GOAL OF THE EXERCISE:
Reproduce only the lines from the line containing "Practice step: locate the plastic" to the end of the entries below, including both of those lines.

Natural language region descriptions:
§

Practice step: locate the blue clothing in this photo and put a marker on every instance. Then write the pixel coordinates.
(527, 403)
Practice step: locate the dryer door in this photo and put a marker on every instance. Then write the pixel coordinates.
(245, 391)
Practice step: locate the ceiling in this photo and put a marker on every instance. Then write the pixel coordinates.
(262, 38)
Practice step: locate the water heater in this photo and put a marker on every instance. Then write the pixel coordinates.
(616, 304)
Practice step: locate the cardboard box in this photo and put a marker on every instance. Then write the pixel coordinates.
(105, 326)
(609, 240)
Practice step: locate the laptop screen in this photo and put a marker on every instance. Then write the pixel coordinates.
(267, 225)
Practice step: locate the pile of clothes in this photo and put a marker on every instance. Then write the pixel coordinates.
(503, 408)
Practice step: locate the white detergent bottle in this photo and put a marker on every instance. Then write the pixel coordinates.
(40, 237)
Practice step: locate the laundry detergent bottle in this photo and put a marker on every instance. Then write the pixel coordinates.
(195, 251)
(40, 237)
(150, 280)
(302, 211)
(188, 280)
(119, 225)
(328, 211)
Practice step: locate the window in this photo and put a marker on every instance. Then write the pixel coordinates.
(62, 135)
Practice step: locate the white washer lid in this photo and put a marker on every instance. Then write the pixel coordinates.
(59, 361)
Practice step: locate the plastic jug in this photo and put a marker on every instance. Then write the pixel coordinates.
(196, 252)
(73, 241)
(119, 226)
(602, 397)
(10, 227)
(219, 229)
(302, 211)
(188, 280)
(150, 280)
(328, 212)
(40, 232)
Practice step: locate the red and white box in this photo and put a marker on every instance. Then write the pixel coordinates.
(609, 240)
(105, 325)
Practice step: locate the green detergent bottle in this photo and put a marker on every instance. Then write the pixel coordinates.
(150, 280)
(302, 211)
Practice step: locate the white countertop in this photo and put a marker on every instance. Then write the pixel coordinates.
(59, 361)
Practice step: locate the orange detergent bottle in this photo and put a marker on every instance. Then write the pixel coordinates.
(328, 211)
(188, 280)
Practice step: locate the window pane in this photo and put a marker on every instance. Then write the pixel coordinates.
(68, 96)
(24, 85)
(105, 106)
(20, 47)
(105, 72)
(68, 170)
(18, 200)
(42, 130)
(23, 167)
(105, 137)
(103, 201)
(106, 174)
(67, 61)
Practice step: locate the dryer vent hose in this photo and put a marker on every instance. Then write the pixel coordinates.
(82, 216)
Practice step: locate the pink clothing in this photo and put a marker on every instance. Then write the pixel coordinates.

§

TASK SOLUTION:
Practice step: locate the plastic jug in this photo and put a marker on every instance. Then write the pixel coordinates.
(196, 252)
(73, 241)
(119, 226)
(602, 397)
(10, 227)
(219, 229)
(302, 211)
(188, 280)
(150, 280)
(328, 212)
(40, 232)
Practice step: locate the red and white box in this photo and put a marker on every instance. Then write the pixel coordinates.
(609, 240)
(105, 325)
Practice step: locate the green detergent bottle in this photo and put a marker on every instance. Then write the pixel coordinates.
(150, 280)
(302, 211)
Practice step: locate the white countertop in this photo and put a marker on every instance. Then write the pixel coordinates.
(59, 361)
Practice step: locate the orange detergent bottle in this photo and put a marker on every instance. Then write the pixel coordinates.
(328, 211)
(188, 280)
Practice step: locate the window pane in this photo and put a marker on every instance. Then write the pixel coordinates.
(68, 96)
(24, 85)
(105, 106)
(20, 47)
(105, 72)
(68, 170)
(18, 200)
(42, 130)
(23, 167)
(105, 137)
(103, 201)
(106, 174)
(67, 61)
Practice step: locate the dryer vent hose in this photo and put a marker on every instance. Then write the pixel coordinates.
(82, 216)
Practice step: locate the pink clothing in this photo and put a marker on every instance. Then write the pixel coordinates.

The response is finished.